→ EXERCISE DIRECTIONS: Please reproduce the data below exactly, from the first line to the last.
▼▼▼
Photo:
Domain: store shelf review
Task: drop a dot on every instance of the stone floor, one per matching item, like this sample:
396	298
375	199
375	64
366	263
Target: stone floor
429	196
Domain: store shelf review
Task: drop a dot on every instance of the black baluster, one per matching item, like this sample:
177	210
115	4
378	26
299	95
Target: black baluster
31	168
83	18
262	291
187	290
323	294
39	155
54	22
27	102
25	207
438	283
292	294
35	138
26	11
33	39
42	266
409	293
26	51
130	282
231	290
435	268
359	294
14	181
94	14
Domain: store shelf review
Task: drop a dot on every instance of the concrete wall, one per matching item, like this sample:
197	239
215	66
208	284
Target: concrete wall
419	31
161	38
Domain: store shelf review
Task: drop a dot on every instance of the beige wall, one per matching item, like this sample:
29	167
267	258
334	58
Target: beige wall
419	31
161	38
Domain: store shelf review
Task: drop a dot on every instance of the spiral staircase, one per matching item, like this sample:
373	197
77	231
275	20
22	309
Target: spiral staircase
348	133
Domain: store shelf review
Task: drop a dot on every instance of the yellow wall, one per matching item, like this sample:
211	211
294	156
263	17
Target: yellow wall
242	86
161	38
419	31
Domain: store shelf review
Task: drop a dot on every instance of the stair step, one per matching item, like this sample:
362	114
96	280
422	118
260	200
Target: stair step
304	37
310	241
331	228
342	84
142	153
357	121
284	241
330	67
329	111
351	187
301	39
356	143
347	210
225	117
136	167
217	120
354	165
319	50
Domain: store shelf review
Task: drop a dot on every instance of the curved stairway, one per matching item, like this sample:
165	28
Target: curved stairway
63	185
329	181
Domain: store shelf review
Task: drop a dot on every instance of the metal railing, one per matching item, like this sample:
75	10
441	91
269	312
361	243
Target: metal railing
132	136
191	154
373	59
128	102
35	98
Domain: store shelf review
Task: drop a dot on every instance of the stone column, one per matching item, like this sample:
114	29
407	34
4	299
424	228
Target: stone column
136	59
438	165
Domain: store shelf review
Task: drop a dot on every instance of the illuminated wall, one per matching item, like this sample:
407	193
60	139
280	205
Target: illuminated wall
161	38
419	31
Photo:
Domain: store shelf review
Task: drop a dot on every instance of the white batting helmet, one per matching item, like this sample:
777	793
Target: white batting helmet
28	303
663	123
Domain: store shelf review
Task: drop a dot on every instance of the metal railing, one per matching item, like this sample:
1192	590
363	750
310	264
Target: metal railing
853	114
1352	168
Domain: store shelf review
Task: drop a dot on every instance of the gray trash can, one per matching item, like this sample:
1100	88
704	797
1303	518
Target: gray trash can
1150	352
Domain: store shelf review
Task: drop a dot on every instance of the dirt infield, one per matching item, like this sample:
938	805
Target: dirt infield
▲▲▲
→ ANSWER FOR THE TASK:
Photo:
Domain: store shelf review
Task: drop a dot on every instance of the stone floor, one per matching item, like this sample:
396	298
375	199
375	64
366	263
Target: stone floor
429	196
Domain: store shelf review
Task: drop a dot on every instance of the black baluster, one per matching item, like this sample:
177	210
115	4
378	26
299	95
Target: black baluster
31	168
83	18
262	291
187	290
323	294
39	155
54	22
27	102
25	207
438	283
292	294
35	138
26	11
33	39
42	266
409	293
26	51
130	282
231	290
435	268
359	294
14	181
94	14
Domain: store shelf review
Task: drop a dot on every instance of the concrete wall, one per matching item, like this sample:
197	239
215	66
208	284
Target: concrete wall
419	31
161	38
Domain: store shelf review
Task: drop a dot on every instance of the beige wall, one per matching item, like this sample:
29	167
267	258
334	58
Target: beige wall
419	31
161	38
Domain: store shelf review
Task: drop a dot on every instance of the spiral staircase, one per matching item, like this sample:
373	197
77	231
275	20
22	309
Target: spiral staircase
348	133
Domain: store shelf review
Task: drop a dot on every instance of the yellow wall, one per matching item, like this sample:
211	211
294	156
263	17
Target: yellow wall
242	86
161	38
419	31
Domain: store shelf review
Task: drop a dot on every instance of the stair step, one per matching item, like this sample:
362	114
96	280
422	118
260	200
Target: stair step
304	37
310	241
331	228
342	84
142	153
357	121
284	241
330	67
329	111
351	187
301	39
356	143
347	210
225	117
136	167
217	120
354	165
319	50
Domain: store shelf review
Task: drop a dot on every instance of the curved stairway, one per matching item, like this sample:
165	28
Target: curved stairway
63	185
329	181
Domain: store shelf review
Task: drop a dot on every instance of the metal railing, one per matching item, like this sample:
75	10
441	91
269	312
361	243
Target: metal railing
132	136
191	154
373	59
128	102
35	98
Domain: store shelf review
Task: drop a dot on every instance of the stone column, one per matching item, like this sample:
114	29
407	34
4	299
424	228
Target: stone column
136	59
438	165
Domain: store shelf review
Task: drop a dot on every instance of the illuminated wall, one per matching item, like this sample:
407	193
60	139
280	205
Target: illuminated wall
161	38
419	31
Photo:
Domain: store shelf review
Task: drop a dot on every instance of the white batting helmet, one per matching item, like this sample:
777	793
Target: white batting helmet
28	303
663	123
Domain: store shelf review
Task: drop a dot on every instance of the metal railing, one per matching item, like this sample:
1192	590
363	750
310	264
Target: metal railing
853	114
1352	168
Domain: store shelf review
Task: drop a dot on every instance of the gray trash can, one per matching item, like this sample:
1100	88
704	797
1303	518
Target: gray trash can
1150	352
Domain: store shelf review
Task: drop a dot on every instance of the dirt infield, one per matching item, like this sample:
938	805
Target: dirt infield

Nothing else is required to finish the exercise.